### 目標 1:
レコードのうち、文字列「segment」を含む行は何行ありますか？大文字と小文字は区別して数え、数だけを答えてください。

== 文書の抜粋 ==

冒頭にも書きましたけれど、ぼくは桜井亜美を作家として知りません。だから正直、ほとんど何も期待していませんでしたが、ハッキリ言います。
小松彩夏すげえ!
彼女がいたからこの映画、3作品の中でダントツの出来映えになりました。ロンハーか何かの番組で平成ノブシコブシの吉村に対してブラックメールを仕掛ける仕掛け人としてしか知らなかったので(何年前の話だ笑)、彼女の芝居なんて観たことなかったんですけれど、むちゃくちゃすごいですね。視覚障害者としての顔、女としての顔、様々な表情、声、間が何一つ嘘くさくなく、しかも視覚障害について相当研究した上で演技したと思われます。彼女、グラビアアイドルのはずなんですけど、これほどの実力があるならもう立派な女優ですよ。映像を観て久々に「ぐぬぬ、すげえ役者だ」と感じました。
宮本演じる吉村卓也については、イケメンなんですが、まだどこにでもいそうなイケメンという雰囲気があり、キャスティングとしてぴったりでした。佇まいもいい意味で「ふつうの青年」だったので、こりゃいい俳優を連れてきたな、と。ただ、「宮本」は、視覚障害者に対する感情と、それの表現の仕方が尋常じゃなく難しい役だったと思うんです(個人的には3作品の中でハードルが一番高い役だと思います)。その難しいところをうまく乗り切れなかったのかなあ、と。なんというか、彼の感情がよく見えない。複雑だから、そりゃそうなんですけど、そもそも惚れていたのか、それともヤってしまったから彼女に付き合っていただけなのか、という根本の部分がぼくにはよくわからなかった。なので、回想シーンと現在のシーンで、宮本の心情の変化がほとんど見えませんでした。といっても、たぶんぼくが鈍感なだけだと思います。
そもそも小松彩夏が美人過ぎて、物語として成立していないのがこの作品最大の欠点ですよね笑。お話自体は特筆するようなものじゃないです。ストーリーじゃなくて、役者さんを観るべき映画です。
BREAK - 舞城王太郎
会社の応接室で血塗れになって倒れる黒須(佐藤貴史)。と思ったら喪服姿になって目が覚め、いきなり親族に罵倒され、他の親族を探すよう要求される。住宅街をさ迷い歩き、散り散りになった親族を追いかけているかと思うと、会社に休日出勤しているシーンに飛び、なぜか一緒にいた濱崎(岸井ゆきの)がしきりにちょっかいをかけてきて、ひたすら「大丈夫」と答える黒須……と、説明しようのない変な物語です笑。

===

### 目標 2:
この映画評について答えてください。
(a) 筆者は小松彩夏を、以前は番組で何をする人として知っていましたか？
(b) 筆者はこの作品最大の欠点を何だと述べていますか？
(c) 『BREAK』で黒須を演じているのは誰ですか？

== 抽出データ ==

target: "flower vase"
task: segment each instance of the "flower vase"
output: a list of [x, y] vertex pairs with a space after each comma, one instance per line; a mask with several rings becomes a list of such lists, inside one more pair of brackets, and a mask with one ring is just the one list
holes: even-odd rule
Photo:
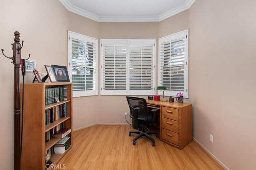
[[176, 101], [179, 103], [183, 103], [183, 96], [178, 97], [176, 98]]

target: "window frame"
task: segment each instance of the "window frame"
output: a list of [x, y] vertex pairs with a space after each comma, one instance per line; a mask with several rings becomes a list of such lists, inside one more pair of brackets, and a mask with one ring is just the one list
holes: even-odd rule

===
== 抽出データ ==

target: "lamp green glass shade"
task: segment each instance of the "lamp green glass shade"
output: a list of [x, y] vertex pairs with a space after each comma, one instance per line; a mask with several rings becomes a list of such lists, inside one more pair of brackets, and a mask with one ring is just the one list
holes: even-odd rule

===
== 抽出データ ==

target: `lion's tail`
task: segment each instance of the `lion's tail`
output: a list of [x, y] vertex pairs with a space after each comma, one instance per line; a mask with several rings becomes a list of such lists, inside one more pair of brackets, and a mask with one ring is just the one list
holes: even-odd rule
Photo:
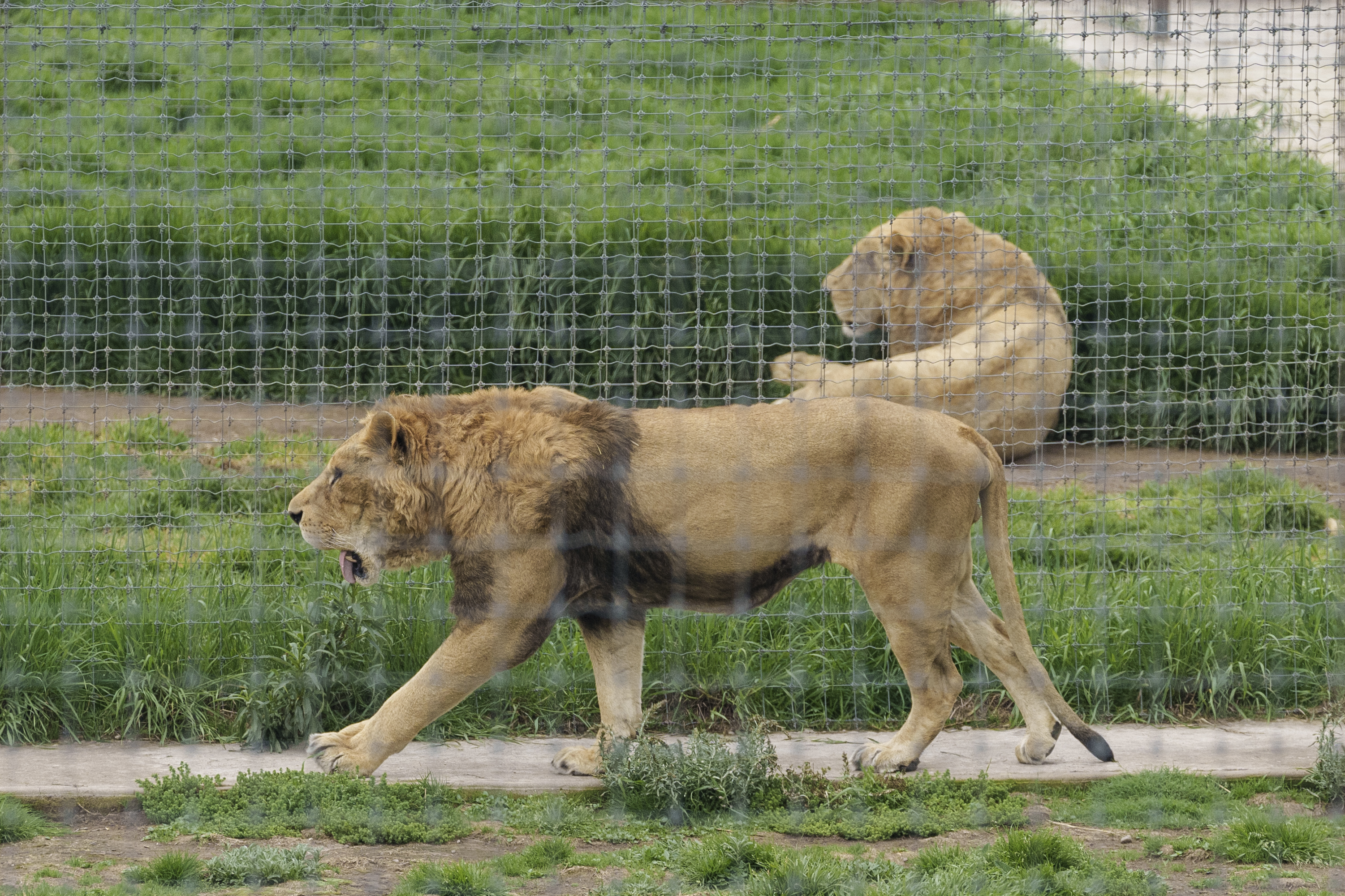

===

### 回答 1:
4

### 回答 2:
(a) 平成ノブシコブシの吉村にブラックメールを仕掛ける仕掛け人
(b) 小松彩夏が美人過ぎて、物語として成立していないこと
(c) 佐藤貴史